(Provided passage):
□ □ □ □ □ □ □

"I've learned that mistakes can often be as good a teacher as success. "
Working with Unstructured Data
What is unstructured data?
In general, any king of data could be classified in one of the following three categories:
- Structured Data
- Semi Structured Data
- Unstructured Data
Structured data are any data kept in an electronic record, where each piece of information has an assigned format and meaning.
Semi-structured data is a form of structured data that does not conform to the formal structure of tables and data models associated with databases but contains nonetheless tags or other markers to separate semantic elements and hierarchies of records and fields within the data.
Unstructured data is any form of data that does not have data model. Unstructured data (or unstructured information) refers to (usually) computerized information that either does not have a data model or has one that is not easily usable by a computer program. Moreover, unstructured data is any data stored outside a formatted database of numbers and letters. This can include e-mail messages, complicated reports, presentations, voice mail, still images, and video.
Information as prerequisite for decision making process
Managers are faced with number of decision that has to be made on daily basis. The major input for any kind of decision is information – no matter if the design strategic, tactical or operational, important or less important, etc.
Getting information from structured data is relatively easy and almost “straight forward” process. The problem is because only 15% of data in the organization is structured. What about the rest of 85%, - how much relevant information is stored in this chunk of information? How many high-quality decisions have be made leveraging on 15% of information potential?
The following list shows some examples of unstructured data across the different functions in organization:
- Marketing: Ads, spreadsheets, targets, accounts, forecasts, webinars, seminars, conferences, booth notes, feedback, customer contact notes
- Operations: Manufacturing runs, defective products, reservations, claims processing, precious goods store, delivery notes, scheduling notes
- Sales: Sales leads, sales calls, sales meetings, sales forecasts, spreadsheets, performance evaluations, customer meetings
- Shipping: Delivery directions, fragile specifications, cooling temperature specifications, time of delivery specifications, speed of delivery specifications, tracking
- Accounting: Spreadsheets, notes, Word documents, audit trails, account descriptions
- Call center: Conversations, notes, replies
- Engineering: Bill of material, engineering changes, production archives, design specs
- Finance: notes, annual reports
- Human Resources: Emails, letters, hiring offers, termination documentation, evaluations, job, specifications, employee manuals, holidays, policies
- Legal: Agreements, amendments, proposals, contracts, meeting notes, telephone transcripts, patents, trademarks, nondisclosure
Therefore, answer is clear and there are 2 options:
- You can utilize information potential of unstructured data (which is not easy) and maximize input base for your decisions using both sources structured and unstructured data
- You can leverage your decisions only on structured data
This article considers point 1: how to utilize information potential stored in different types of unstructured data using a data mining techniques (as most commonly used for dealing with unstructured data).

□ □ □ □ □ □ □

(Given instruction A): According to the passage on unstructured data, what percentage of an organization's data is structured?
The text and the records are unrelated material.

Stored records:

□ □ □ □ □ □ □

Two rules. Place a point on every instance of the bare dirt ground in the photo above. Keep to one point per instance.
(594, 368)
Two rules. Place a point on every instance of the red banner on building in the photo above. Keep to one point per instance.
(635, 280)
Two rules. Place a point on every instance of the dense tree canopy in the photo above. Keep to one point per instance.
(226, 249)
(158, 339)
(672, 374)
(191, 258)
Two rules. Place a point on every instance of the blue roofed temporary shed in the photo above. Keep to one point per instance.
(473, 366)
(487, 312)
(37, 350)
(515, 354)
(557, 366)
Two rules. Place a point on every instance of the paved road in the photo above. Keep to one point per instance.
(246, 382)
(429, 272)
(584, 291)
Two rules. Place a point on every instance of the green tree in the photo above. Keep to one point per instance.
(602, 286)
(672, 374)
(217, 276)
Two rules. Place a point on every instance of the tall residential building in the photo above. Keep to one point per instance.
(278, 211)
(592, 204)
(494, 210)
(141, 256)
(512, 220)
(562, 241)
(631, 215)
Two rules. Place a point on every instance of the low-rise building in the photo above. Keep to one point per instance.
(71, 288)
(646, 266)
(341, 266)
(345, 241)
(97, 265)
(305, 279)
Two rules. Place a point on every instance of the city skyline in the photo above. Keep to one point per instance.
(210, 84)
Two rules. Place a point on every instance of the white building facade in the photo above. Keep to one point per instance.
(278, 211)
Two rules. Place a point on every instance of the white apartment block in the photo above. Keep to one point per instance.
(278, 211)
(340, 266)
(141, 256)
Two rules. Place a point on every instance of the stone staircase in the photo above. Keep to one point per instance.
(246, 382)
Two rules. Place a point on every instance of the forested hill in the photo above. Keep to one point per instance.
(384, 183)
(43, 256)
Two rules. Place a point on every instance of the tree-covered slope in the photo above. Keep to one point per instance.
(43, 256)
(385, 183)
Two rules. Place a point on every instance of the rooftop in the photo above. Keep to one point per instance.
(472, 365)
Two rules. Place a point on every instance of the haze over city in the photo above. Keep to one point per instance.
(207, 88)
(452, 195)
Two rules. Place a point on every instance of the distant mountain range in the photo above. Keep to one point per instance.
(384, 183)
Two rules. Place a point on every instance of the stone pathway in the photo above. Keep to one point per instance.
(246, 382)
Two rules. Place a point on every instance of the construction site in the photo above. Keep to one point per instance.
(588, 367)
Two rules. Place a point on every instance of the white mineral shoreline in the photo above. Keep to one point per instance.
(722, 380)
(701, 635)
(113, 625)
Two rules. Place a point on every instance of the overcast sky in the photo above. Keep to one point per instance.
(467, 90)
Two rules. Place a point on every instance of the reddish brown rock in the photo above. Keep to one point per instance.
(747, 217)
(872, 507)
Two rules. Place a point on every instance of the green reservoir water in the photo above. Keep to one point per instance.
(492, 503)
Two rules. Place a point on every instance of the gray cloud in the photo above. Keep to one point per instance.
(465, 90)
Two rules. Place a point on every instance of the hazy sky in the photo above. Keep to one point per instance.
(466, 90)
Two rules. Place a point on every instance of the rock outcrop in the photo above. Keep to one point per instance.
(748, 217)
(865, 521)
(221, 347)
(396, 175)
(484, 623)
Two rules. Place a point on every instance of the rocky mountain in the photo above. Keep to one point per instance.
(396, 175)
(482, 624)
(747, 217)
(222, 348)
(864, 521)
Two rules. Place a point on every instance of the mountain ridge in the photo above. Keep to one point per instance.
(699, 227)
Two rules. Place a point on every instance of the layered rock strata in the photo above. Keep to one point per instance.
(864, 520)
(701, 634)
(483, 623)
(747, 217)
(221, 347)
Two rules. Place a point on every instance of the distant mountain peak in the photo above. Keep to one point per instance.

□ □ □ □ □ □ □

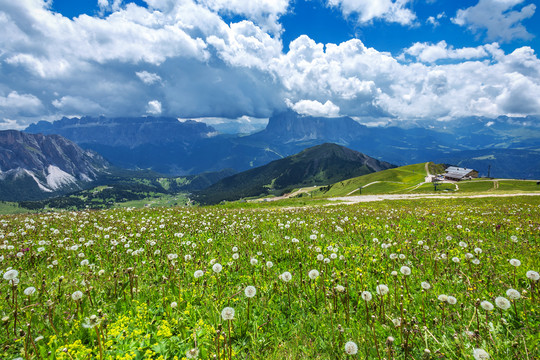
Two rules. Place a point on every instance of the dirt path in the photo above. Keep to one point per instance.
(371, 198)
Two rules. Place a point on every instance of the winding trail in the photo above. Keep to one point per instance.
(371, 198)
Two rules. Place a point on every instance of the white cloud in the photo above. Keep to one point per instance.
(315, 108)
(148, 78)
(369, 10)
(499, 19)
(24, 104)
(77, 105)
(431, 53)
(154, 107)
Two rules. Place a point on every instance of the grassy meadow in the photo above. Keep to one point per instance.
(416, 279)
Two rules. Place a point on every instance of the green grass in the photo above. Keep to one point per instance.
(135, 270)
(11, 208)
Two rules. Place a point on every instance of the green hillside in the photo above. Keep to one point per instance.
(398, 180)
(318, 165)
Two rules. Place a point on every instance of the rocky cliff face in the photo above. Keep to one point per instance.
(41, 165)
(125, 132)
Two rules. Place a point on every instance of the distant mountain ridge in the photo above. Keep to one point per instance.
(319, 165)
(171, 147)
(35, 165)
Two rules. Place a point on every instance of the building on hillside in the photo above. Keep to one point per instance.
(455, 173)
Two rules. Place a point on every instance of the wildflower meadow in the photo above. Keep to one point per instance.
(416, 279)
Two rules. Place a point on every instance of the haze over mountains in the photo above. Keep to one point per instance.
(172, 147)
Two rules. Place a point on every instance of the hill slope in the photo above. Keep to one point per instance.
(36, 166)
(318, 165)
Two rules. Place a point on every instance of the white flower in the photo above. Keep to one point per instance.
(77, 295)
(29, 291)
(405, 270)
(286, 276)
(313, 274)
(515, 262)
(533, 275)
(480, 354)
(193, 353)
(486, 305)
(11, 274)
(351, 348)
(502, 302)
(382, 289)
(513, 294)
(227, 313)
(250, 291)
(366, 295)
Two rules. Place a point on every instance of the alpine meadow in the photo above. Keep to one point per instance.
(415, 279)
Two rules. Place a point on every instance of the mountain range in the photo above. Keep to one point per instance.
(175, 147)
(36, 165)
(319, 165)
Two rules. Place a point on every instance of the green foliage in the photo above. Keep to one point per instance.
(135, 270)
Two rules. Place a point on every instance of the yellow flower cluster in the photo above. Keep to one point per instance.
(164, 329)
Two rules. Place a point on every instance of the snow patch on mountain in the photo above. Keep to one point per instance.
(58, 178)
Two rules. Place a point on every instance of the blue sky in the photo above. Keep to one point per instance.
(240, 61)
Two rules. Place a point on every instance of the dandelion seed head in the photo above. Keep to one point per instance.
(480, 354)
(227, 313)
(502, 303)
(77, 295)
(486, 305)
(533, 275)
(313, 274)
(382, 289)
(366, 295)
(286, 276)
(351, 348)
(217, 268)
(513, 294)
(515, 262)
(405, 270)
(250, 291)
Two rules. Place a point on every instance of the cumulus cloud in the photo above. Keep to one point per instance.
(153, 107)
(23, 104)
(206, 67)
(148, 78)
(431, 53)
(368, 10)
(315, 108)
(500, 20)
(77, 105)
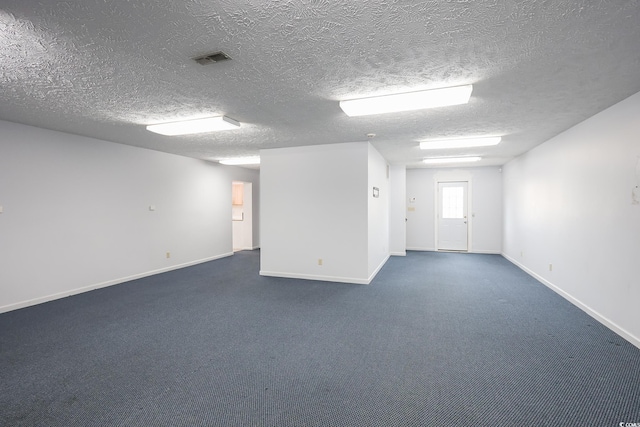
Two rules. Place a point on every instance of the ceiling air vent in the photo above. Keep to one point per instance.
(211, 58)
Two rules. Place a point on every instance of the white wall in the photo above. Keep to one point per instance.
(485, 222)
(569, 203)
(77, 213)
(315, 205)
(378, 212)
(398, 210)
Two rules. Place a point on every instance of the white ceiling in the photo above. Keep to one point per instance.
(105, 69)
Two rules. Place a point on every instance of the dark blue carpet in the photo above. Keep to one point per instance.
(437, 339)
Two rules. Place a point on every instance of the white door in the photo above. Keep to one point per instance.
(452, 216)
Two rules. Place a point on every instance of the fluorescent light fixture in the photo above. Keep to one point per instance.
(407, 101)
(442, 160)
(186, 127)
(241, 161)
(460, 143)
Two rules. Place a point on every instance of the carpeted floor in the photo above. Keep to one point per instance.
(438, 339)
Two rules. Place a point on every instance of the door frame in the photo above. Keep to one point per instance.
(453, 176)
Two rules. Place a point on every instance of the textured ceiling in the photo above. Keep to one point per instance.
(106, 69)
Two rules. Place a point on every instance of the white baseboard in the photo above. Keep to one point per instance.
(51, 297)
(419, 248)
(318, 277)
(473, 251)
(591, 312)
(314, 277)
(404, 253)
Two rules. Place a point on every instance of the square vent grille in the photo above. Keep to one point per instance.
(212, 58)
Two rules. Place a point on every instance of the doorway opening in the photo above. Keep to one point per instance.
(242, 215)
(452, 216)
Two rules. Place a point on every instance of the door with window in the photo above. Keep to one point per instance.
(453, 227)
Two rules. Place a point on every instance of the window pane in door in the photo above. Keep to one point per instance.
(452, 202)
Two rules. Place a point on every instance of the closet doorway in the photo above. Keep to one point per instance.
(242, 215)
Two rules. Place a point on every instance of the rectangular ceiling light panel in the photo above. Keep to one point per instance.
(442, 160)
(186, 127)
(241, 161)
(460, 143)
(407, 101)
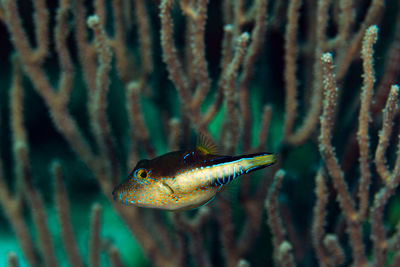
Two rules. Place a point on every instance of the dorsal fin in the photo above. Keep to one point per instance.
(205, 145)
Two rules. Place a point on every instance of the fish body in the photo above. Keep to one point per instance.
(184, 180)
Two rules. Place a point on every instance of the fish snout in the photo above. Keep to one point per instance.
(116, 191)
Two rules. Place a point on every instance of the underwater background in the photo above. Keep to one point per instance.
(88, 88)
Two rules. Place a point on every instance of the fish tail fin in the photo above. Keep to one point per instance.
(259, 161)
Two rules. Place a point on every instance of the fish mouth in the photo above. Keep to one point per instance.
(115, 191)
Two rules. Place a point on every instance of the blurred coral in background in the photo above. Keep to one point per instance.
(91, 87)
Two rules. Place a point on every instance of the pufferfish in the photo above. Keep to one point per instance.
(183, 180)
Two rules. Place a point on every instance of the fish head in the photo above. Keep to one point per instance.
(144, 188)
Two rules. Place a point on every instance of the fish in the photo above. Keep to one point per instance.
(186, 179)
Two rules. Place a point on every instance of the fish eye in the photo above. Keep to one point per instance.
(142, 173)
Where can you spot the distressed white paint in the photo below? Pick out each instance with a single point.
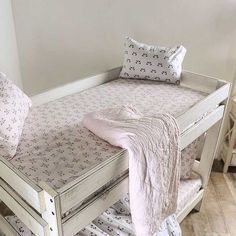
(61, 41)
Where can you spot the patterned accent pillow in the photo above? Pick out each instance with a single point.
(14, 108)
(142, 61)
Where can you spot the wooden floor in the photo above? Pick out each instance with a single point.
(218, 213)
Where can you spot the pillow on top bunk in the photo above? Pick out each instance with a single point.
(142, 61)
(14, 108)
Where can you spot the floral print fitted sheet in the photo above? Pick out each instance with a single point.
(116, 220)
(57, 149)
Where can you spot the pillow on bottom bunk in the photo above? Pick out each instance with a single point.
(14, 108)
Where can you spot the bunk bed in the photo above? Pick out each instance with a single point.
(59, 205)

□ □ □ □ □ □ □

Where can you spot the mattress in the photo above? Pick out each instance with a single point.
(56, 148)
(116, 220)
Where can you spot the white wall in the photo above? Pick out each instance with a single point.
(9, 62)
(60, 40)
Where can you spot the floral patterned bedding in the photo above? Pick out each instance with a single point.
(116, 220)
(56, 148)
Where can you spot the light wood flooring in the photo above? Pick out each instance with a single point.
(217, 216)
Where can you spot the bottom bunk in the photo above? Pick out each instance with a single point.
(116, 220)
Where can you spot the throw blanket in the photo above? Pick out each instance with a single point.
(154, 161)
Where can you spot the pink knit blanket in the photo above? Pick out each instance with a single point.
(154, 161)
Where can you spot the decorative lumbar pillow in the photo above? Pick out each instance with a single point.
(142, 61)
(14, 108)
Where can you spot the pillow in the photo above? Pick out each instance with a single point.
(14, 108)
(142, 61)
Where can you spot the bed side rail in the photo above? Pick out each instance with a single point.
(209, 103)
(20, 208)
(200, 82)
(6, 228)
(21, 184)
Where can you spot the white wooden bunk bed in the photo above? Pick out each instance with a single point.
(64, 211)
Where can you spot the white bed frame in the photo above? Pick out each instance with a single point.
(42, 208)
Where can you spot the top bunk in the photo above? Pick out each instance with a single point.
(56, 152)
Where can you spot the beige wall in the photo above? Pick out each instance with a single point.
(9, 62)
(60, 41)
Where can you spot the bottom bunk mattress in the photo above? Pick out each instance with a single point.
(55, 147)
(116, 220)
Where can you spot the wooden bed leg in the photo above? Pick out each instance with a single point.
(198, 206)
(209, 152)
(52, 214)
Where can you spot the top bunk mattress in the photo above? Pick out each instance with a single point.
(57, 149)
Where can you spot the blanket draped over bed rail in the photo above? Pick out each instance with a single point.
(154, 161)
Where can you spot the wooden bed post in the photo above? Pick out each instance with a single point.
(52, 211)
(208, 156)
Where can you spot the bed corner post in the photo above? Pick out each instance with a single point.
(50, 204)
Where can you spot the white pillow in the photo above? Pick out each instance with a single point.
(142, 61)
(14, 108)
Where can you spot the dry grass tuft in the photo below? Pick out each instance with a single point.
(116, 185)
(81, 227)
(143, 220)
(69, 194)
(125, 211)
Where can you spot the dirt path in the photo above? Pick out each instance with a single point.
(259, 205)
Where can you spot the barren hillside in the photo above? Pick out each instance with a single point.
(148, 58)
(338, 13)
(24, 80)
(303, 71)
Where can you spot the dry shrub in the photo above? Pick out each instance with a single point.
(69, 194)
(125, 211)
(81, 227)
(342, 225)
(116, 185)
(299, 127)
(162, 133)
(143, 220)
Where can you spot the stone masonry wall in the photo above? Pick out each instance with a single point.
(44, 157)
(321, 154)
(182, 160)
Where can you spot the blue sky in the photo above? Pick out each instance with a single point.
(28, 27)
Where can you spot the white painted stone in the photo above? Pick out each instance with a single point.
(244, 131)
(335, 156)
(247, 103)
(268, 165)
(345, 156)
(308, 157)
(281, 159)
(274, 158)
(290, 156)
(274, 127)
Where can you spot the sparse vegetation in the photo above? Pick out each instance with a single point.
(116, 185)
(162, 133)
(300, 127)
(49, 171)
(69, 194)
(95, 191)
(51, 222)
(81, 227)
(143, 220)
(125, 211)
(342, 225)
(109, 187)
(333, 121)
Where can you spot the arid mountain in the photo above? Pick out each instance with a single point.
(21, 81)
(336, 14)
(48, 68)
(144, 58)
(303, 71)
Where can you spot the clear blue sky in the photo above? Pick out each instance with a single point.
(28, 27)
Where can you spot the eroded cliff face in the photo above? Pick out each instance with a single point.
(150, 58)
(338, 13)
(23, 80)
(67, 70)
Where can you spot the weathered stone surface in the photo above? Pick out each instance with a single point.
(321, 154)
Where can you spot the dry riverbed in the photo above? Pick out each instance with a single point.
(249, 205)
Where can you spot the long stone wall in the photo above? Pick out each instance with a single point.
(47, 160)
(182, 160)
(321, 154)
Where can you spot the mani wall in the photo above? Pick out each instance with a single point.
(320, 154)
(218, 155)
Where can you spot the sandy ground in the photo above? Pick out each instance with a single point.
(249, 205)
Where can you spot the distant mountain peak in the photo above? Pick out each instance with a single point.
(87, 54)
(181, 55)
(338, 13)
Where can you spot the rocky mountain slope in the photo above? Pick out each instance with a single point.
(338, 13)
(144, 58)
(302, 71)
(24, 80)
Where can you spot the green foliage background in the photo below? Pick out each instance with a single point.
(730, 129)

□ □ □ □ □ □ □

(Given instruction B): Select every line of the records that contains the string "building", treating uppercase and lowercase letters as different.

(Written solution A): Only 15% of the data in an organization is structured.

(Written solution B):
Two rules. Place a point on every instance of the red banner on building in the photo above. Keep to one point per instance.
Two rules. Place a point on every instance of the tall residential building in the photo above. Keep to one point per instance.
Two rules. Place a point on every instance of the low-rise building in the photo above. Keep to one point per instance.
Two rules. Place a point on every instance of the white building facade in the photo above. Keep to one point per instance.
Two rules. Place a point on every instance of the building on hillside in the photo above. Keep to one point per instance.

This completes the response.